■ **YOUR ASSIGNMENT**
All records should be written out again exactly.
[[ DATA FOR THIS EXERCISE open ]]
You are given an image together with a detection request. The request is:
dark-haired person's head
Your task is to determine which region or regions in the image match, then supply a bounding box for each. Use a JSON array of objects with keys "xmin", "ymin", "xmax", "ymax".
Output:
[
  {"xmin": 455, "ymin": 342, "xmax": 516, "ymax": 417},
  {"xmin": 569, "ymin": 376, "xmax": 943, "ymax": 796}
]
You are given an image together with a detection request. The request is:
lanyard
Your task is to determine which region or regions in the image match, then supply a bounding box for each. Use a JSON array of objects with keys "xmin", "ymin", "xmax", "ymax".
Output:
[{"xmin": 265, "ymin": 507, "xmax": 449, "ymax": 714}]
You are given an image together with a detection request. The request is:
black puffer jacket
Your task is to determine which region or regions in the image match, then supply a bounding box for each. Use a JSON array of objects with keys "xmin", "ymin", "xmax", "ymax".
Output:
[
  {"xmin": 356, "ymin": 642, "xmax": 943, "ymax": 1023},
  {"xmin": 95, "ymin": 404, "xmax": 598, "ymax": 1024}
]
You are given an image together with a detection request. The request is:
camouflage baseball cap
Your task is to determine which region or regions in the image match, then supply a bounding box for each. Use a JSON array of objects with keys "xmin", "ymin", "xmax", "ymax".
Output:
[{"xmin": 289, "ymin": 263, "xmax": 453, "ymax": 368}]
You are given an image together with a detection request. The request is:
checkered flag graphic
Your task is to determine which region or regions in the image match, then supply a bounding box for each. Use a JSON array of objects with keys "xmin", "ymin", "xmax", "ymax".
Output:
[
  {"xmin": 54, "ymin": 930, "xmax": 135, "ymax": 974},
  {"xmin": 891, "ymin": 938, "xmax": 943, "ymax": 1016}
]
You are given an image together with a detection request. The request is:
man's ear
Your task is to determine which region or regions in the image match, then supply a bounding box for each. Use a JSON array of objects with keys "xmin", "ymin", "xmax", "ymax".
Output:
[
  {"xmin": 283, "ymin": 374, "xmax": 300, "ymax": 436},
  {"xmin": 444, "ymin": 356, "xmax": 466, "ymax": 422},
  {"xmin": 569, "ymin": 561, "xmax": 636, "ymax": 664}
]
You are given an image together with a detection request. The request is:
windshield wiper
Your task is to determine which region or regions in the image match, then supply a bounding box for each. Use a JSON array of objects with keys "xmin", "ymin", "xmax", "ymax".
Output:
[[ DATA FOR THIS EXERCISE closed ]]
■ **ANSWER**
You are given an image together with a detection request. The request is:
dark-haired person's head
Your task is to determine which region or regions in the image match, then supply a bounding box for each. Use a JSON array of objects with keys "xmin", "ymin", "xmax", "ymax".
Output:
[
  {"xmin": 455, "ymin": 342, "xmax": 516, "ymax": 417},
  {"xmin": 569, "ymin": 376, "xmax": 943, "ymax": 796}
]
You are given an image together with a detection request. The request is:
lanyard
Your task is to determine which region or regions in the image match, then supply a bounding box for each. Use a JSON array of objects with keys "xmin", "ymin", "xmax", "ymax".
Output:
[{"xmin": 265, "ymin": 507, "xmax": 449, "ymax": 714}]
You are given an image together with a detection request. The request is:
black puffer jacket
Your task is to determine which region or regions in the image match, then supply a bounding box for each. Use a JSON array of objects with keys "xmin", "ymin", "xmax", "ymax".
Output:
[
  {"xmin": 356, "ymin": 642, "xmax": 943, "ymax": 1023},
  {"xmin": 95, "ymin": 404, "xmax": 598, "ymax": 1024}
]
You are given an image together with a detection request. The request is:
camouflage baseball cap
Your task is to determine which region or regions in the image match, then supply a bounding box for each. Use a JSON array of objects with keys "xmin", "ymin", "xmax", "ymax".
Output:
[{"xmin": 289, "ymin": 263, "xmax": 453, "ymax": 368}]
You are given an image together with a detection request. The request is:
checkered flag graphic
Your task is to determine which region or regions in the image match, then supply a bounding box for each. Use a JSON array of objects with keys "xmin", "ymin", "xmax", "ymax".
Output:
[
  {"xmin": 54, "ymin": 930, "xmax": 135, "ymax": 974},
  {"xmin": 891, "ymin": 938, "xmax": 943, "ymax": 1016}
]
You are given an image together with a detection request. The request is:
man's ear
Your task is to determine which region or regions in the image match, then supply a bounding box for each. Use a JSON array of objects with keys "xmin", "ymin", "xmax", "ymax".
Output:
[
  {"xmin": 283, "ymin": 374, "xmax": 300, "ymax": 436},
  {"xmin": 444, "ymin": 356, "xmax": 466, "ymax": 422},
  {"xmin": 569, "ymin": 561, "xmax": 636, "ymax": 664}
]
You are given an image together with a detection request. The request is:
windshield wiper
Your task is to determine which region or regions in the image match, then supply a bounding box for each. Use a JSON array of objects with keys "xmin", "ymin", "xmax", "ymax".
Output:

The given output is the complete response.